◆ **Exercise task**
Reproduce the article comparing Australian and UK aid from "It is indeed" up to and including "up or down.", swapping "wobbles" for "fluctuates".

◆ **Excerpted passage**
Australia and the UK: a study in aid contrasts

By Niloofar Rafiei and Stephen Howes
3 July 2013

The UK government’s remarkable decision to increase aid [pdf] in a single year by £2.5 billion has put the spotlight on British aid. The recent proposal by the Australian Greens to emulate the UK’s twin achievements of increasing aid to 0.7 per cent of Gross National Income (GNI) and subjecting it to independent evaluations have further increased the relevance of aid comparisons between the two countries’ aid performances.

It is indeed revealing to compare Australia and the UK not only now but in relation to their aid trajectories since 1970.

Since the United Nation’s resolution in 1970 to increase aid, or official development assistance (ODA) as it is known, to 0.7 per cent of GNI (Gross National Income), the trajectory of aid spending by OECD countries has been little changed. The blue line in the chart below shows the aid-to-GNI (an aid generosity index) for the typical (or median) OECD country. The line wobbles between 0.3 and 0.4 per cent, but it doesn’t show any steady trend up or down.

Australian and UK aid trends are, by contrast, very distinctive, and very different.

Australian, UK and OECD aid generosity

International comparison of aid spending

Source: DFID Statistics on International Development 2012; OECD Development Assistance Committee (DAC) database, Australian Budget 2013-14, UK Budget 2013.

◆ **Raw data**
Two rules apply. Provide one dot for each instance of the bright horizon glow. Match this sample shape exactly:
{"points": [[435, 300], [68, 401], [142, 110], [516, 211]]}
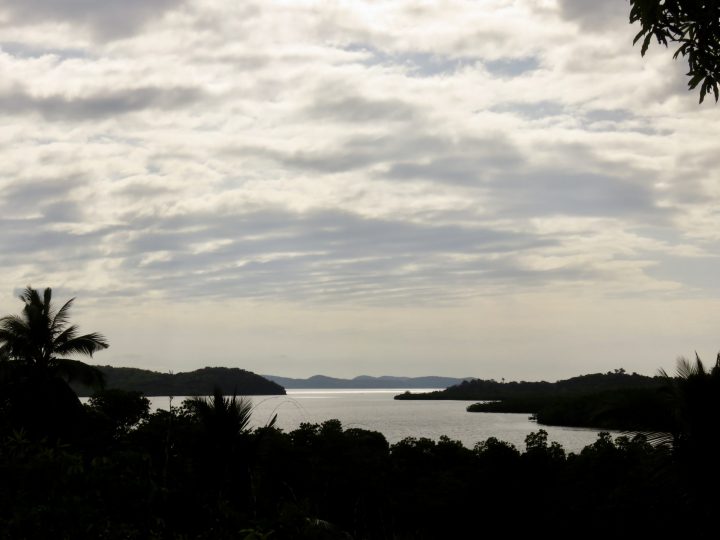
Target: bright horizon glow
{"points": [[497, 189]]}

◆ **Finished exercise**
It is indeed revealing to compare Australia and the UK not only now but in relation to their aid trajectories since 1970.

Since the United Nation’s resolution in 1970 to increase aid, or official development assistance (ODA) as it is known, to 0.7 per cent of GNI (Gross National Income), the trajectory of aid spending by OECD countries has been little changed. The blue line in the chart below shows the aid-to-GNI (an aid generosity index) for the typical (or median) OECD country. The line fluctuates between 0.3 and 0.4 per cent, but it doesn’t show any steady trend up or down.